→ Vorliegender Text
====

Eine matte Sache, diese Straße, gar kein Abenteuer, so war unser erster Eindruck. Ungefähr 20 km sind bisher betoniert und völlig unproblematisch. Der Straße entlang gibt es einige angeblich interessante typisch swanetische Kirchen. Wer die bisherigen Blog-Beiträge gelesen hat, wird sich nicht wundern: Wir hören etwa über eine Kirche, in der etwas zu sehen sein soll, und schon scheuen wir keine Mühen. Wir klettern auf einen nahezu senkrechten Felsen, um die (geschlossene) Kirche von Kala zu besichtigen. Der Wegweiser kündigte eine 1,1 km lange Wanderung an, was natürlich gelogen war. Kirchen sind von der Hauptstraße nämlich prinzipiell 1,1 oder 2,2 oder 4,4 km entfernt. Das haben wir aber erst später gelernt. Roby lässt sich von einem verrückten Hund ins Wadl beissen - zum Glück sind wir Tollwut geimpft -, um die (natürlich geschlossene) Kirche von Chvabiani anzuschauen. In Swanetien sind die Kirchen also geschlossen. Eh klar, sagt Roby, die Swanen sind Heiden.
Aber ich bin vom Thema abgekommen: Die letzten knapp 9 km der Straße sind dann wirklich aufregend: natürlich nicht asphaltiert, so eng, dass zwei Autos nicht aneinander vorbei kommen, riesige Schlaglöcher, die sich nach Regen in Miniseen verwandeln - und auf einer Seite (völlig ungesichert) der Abgrund in die schöne Schlucht. Insbesondere die Rückfahrt nach schwerem Regen in der Nacht, die die Straße auch noch schlammig gemacht hat, liefert dann das erhoffte/befürchtete Abenteuer (55 Min. für die 9 km).
Und Uschguli? Großartig. Also, nichts wie hin, sofort und jetzt!!! Mitten in den hohen Bergen, die Gipfel um das Dorf (das selbst aus fünf Ortsteilen mit eigenen Namen besteht) überragen es deutlich (man sieht Schnee), liegt fast unwirklich diese Ansammlung von eindrucksvollen Geschlechtertürmen. Ich liebe sie.

====

→ Bereitgestelltes Material
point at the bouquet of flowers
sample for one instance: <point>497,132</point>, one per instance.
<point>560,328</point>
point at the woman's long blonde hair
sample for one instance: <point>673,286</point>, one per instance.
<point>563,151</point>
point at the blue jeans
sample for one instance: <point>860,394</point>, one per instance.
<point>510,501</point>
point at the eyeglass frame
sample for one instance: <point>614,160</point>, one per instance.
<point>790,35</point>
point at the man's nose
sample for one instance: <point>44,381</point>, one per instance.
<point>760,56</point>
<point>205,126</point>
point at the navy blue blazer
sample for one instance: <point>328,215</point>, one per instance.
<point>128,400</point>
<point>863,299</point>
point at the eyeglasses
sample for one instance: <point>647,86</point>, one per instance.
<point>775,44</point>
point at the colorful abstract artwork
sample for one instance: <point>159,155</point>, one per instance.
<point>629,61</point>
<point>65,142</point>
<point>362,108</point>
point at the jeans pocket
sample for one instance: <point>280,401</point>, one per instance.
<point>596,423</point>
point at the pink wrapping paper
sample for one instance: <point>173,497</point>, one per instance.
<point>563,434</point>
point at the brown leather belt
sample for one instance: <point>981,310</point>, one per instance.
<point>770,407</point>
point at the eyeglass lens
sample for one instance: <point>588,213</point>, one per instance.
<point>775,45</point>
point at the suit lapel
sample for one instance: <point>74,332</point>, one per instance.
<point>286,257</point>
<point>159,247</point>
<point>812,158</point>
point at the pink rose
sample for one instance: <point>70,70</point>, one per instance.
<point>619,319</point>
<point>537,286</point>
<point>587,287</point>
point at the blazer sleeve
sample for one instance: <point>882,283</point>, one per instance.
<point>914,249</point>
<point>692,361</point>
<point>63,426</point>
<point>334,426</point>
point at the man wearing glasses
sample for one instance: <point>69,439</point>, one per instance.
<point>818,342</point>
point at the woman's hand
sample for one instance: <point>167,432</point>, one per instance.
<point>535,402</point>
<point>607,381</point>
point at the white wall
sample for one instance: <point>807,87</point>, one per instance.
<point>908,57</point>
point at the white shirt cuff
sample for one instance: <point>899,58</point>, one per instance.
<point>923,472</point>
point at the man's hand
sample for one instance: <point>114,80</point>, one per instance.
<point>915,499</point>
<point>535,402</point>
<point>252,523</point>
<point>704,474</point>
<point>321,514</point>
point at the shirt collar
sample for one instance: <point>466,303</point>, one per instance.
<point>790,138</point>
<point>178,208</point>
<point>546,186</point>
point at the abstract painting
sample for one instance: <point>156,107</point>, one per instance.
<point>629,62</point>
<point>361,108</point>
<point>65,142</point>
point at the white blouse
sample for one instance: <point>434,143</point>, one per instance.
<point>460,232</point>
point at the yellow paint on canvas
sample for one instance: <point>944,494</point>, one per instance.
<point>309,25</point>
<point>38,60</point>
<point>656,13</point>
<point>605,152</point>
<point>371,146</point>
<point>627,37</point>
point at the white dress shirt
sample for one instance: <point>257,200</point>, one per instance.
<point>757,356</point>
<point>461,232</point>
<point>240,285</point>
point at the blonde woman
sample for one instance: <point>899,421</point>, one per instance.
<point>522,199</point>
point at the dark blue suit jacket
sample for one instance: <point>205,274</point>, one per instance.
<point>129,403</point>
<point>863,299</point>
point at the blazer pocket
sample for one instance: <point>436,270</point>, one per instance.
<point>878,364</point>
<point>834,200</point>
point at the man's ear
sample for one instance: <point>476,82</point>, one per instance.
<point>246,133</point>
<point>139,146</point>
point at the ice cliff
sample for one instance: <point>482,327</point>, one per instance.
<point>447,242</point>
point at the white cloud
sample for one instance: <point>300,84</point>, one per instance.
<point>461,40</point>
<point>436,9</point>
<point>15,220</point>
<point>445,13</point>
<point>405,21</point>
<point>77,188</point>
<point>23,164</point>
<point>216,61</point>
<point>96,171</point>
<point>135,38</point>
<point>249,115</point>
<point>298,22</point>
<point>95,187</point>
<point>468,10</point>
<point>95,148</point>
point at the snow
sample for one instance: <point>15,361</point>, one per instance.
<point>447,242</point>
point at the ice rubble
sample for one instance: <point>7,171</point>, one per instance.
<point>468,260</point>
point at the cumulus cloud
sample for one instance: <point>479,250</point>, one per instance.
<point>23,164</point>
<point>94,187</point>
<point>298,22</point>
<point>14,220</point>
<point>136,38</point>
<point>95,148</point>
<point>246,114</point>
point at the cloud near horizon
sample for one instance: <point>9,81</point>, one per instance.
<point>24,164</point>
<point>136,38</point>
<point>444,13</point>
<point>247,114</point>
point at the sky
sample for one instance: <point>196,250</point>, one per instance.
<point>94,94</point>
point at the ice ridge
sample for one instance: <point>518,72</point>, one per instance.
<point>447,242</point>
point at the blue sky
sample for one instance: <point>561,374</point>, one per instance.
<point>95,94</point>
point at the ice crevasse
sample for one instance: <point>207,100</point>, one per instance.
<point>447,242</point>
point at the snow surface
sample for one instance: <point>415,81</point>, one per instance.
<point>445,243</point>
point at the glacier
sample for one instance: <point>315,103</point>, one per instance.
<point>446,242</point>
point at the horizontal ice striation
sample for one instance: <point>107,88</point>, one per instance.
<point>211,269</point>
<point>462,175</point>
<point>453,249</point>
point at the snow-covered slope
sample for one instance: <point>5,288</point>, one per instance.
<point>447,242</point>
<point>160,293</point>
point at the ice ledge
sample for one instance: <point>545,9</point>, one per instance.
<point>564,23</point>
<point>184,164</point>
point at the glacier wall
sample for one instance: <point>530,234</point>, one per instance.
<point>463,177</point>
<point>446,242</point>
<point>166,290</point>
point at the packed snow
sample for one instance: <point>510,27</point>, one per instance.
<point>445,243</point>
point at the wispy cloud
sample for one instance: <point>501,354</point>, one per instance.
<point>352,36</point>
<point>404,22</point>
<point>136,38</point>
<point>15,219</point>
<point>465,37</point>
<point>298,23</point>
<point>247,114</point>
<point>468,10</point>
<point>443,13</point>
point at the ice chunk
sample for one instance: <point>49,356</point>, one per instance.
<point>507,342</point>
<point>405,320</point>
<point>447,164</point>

====

→ Aufgabe 1
Zähle alle Merkmale auf, die der Reisebericht über die Straße nach Uschguli für die letzten knapp 9 km dieser Straße nennt.
→ Aufgabe 2
Setze den Reisebericht über die Straße nach Uschguli nach seinem letzten Satz fort.

→ Antwortfeld 1
- nicht asphaltiert
- so eng, dass zwei Autos nicht aneinander vorbeikommen
- riesige Schlaglöcher, die sich nach Regen in Miniseen verwandeln
- auf einer Seite der völlig ungesicherte Abgrund in die schöne Schlucht

→ Antwortfeld 2
Und Uschguli? Das Dorf, meine ich jetzt. Schwer zu beschreiben, aber wir verstehen jetzt, warum Mestia als geschniegelt gilt. Es wirkt irgendwie wie Mittelalter mit Strom, Fernsehen und Autos. Die Wege zwischen den Häusern sind steinig und schlammig, überall liegt die Scheiße der frei herum laufenden Rinder, Schweine, Pferde und Hunde. Das beste Fortbewegungsmittel ist das Pferd, eindeutig, und es wird auch fleißig genutzt, schon von den Kindern ohne Sattel. Auf meine Frage nach einer Toilette schickt mich die Wirtin eines Cafés in die öffentliche Bedürfnisanstalt, deren Tür ich aufmache und blitzschnell wieder schließe. Der Mann, der mir den Weg gewiesen hat, hält mich jetzt sicher für eine verwöhnte Großstadtzicke, aber ein Holzbrett im Boden mit großem Loch, in dem ich den Inhalt des Klos allzu gut sehen kann, ist nun mal nichts für mich.
Es wird nicht mehr lange dauern und die Straße nach Uschguli wird vollständig betoniert sein. Die bessere Zugänglichkeit wird mehr Touristen/innen bringen (schon jetzt bringen die Sammeltaxis zahlreiche Tagesausflügler/innen). Die Armut wird aus dem Ort verschwinden - und das ist gut so. Aber, so wie es aussieht, wird Uschguli auch das verlieren, was es noch immer ausmacht: das unverfälschte Ortsbild eines weit abgelegenen Dorfes. Denn schon jetzt gibt es unbegreifliche Bausünden. Statt die alten trutzigen Steinhäuser mit oder ohne die typisch georgischen geschnitzten Holzveranden herzurichten, werden geschmacklose Betonblöcke hochgezogen. Und deshalb: Nichts wie hin, viele derartige Ort kann man so nahe bei uns nicht mehr sehen.